#### [Problem details]
Repeat what the lines below say, word for word, and skip every image.
————
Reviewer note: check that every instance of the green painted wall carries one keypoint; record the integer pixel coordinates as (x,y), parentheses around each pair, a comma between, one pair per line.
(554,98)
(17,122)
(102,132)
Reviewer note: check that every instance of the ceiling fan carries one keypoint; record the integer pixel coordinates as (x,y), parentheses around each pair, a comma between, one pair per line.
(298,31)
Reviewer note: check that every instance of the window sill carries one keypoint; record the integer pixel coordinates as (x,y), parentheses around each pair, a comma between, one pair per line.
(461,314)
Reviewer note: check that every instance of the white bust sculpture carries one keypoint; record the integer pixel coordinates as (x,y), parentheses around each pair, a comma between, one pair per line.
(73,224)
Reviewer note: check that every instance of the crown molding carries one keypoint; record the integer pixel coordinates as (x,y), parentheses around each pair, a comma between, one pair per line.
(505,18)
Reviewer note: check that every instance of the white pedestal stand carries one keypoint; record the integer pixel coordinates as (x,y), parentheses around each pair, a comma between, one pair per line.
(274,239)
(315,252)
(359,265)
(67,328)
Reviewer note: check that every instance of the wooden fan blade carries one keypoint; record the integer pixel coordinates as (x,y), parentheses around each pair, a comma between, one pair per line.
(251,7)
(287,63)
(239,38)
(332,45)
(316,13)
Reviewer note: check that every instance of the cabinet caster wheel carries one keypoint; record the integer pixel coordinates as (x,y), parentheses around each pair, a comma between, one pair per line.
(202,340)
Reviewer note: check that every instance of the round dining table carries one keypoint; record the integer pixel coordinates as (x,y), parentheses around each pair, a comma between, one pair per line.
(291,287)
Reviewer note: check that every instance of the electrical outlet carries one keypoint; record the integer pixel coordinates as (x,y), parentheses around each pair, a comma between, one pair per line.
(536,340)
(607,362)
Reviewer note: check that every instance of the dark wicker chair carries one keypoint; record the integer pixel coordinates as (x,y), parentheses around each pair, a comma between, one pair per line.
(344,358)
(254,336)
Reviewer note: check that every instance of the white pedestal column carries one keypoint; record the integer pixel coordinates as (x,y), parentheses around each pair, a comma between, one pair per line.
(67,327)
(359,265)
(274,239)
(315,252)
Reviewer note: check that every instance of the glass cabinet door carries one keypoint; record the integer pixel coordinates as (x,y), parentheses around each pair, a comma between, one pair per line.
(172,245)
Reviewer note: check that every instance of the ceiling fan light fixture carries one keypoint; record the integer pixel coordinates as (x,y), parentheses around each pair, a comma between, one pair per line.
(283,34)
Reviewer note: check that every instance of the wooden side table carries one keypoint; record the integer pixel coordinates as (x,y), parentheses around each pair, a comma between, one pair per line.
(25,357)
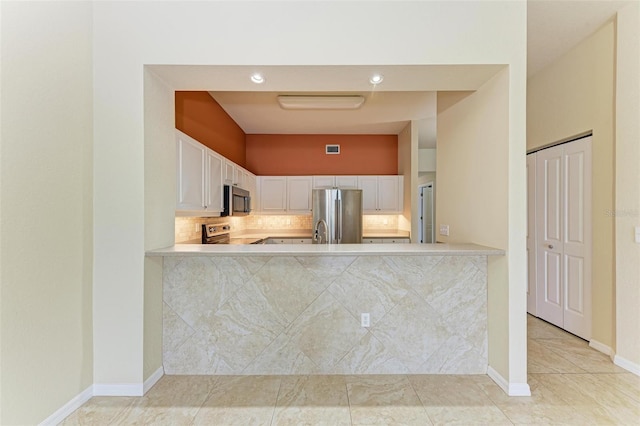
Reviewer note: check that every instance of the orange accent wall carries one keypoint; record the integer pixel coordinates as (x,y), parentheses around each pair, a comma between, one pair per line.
(201,117)
(283,155)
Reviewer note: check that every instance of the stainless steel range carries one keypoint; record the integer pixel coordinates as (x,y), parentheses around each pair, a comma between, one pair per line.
(217,233)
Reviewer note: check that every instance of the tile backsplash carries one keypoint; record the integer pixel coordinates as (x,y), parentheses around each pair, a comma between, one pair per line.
(190,228)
————
#### [Solution to this problem]
Reviewer note: check that every instance of the green painted wall carries one keypoint; record the integer pixel coordinates as (x,y), parentheses around each pair, a comma between, one pair per line.
(554,98)
(17,122)
(102,132)
Reviewer note: check that every instance of the ceiling fan carries one keypoint; record the integer pixel coordinates as (x,y), parentheses around each pair, a comma between, one pair per line.
(298,31)
Reviewer note: check that every instance of the window sill carries one keypoint; record the integer pixel coordinates as (x,y), parentheses around each pair, a comma between, one pair per line.
(461,314)
Reviewer note: check that every instance of the white bust sculpture carries one keypoint; record the integer pixel coordinates as (x,y), parentheses around each pair, a comma between, one pair per line.
(73,224)
Reviewer note: check that every instance of the crown molding carries one keypoint; record the integer pixel coordinates as (x,y), parentheses around each pair, a comma between, one pair per line.
(505,18)
Reviewer note: check that every instance of the white pedestal stand carries one keypoint; record the integer pixel coordinates as (x,y), parentheses around each pair, a comma between, one pair per line.
(274,239)
(315,252)
(359,265)
(67,328)
Reviewer note: check that every instance of the wooden fan blade carries one keypoint; record the integer pixel coordinates as (x,y), parentheses around each pair, a comma between, one pair per line.
(251,7)
(287,63)
(239,38)
(332,45)
(316,13)
Reviewer note: check that every instance of the cabinet caster wheel carries one keypoint; record the integer pixel coordinates as (x,y), parentheses around each pair, a comma between, one pair per line.
(202,340)
Reviewer note: check that every instance of the round dining table carries one keypoint; record the integer pixel coordinates as (x,y), parentheses around each pair, a comma between, one pair per line.
(291,287)
Reviewer note: check that every instance of the electrical outlet carries one keypoint; record the integer pixel coordinates as (x,y), parentheses around each pair, a comma between, one pair per line.
(536,340)
(607,362)
Reviewer note: check that every instance of the dark wicker chair carries one keypoint; record the integer pixel coordinates as (x,y), parentheses around each pair, a comma between, one pair per line.
(344,358)
(254,336)
Reviewer note: check that every instance of the white pedestal column carries one keypoint; record the integer pixel coordinates as (x,y), parentheses around each pair, a comma between, one pair per line.
(67,327)
(359,265)
(274,239)
(315,252)
Reviewer note: check that every instance of the glass cabinet door carries one keypoint; record the integer pixel coordinates as (x,y), parentheses around each pair, a comma between, one pair per line.
(172,245)
Reviewer note: check that every instance of the ceiling fan light fixture carries one keypoint; record the integer pixel coordinates as (x,y), parentheses around each pair, a comma between, one pair per line.
(283,34)
Reviewer note: check that every instance of the wooden side table carries one keypoint; record the integer pixel coordinates as (x,y), parentheses around each pair, a comma between, one pair per line.
(25,357)
Reviewer note: check that every instance of the orange accent wall carries one keypoint; record the integer pixel coordinates as (x,y), parentheses around each pair, a comma between, one pair per line.
(201,117)
(283,155)
Reviewer note: check that every instance of the stainless steel range carries one keypoint; record the integer pixel coordinates as (x,y), parentheses around each pair, a comma between, one pair per line.
(217,233)
Reviewer note: check that every instance of the tile backsplash carries one keypoint; record the integer pixel coordinates as (x,y), parentheses around each pair, a comma between, one pair per line.
(190,228)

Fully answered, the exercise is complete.